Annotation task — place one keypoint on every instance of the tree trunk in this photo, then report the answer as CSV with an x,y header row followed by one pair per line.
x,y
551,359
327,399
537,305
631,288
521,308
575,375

##########

Copy out the full listing above. Keep every word as it is.

■ ANSWER SECTION ■
Annotation task — place one keypoint on every instance of the tree trunk in this photo, then report the answer as CSV with an x,y header row followed by one pair per line.
x,y
551,359
327,399
537,305
631,288
521,308
575,375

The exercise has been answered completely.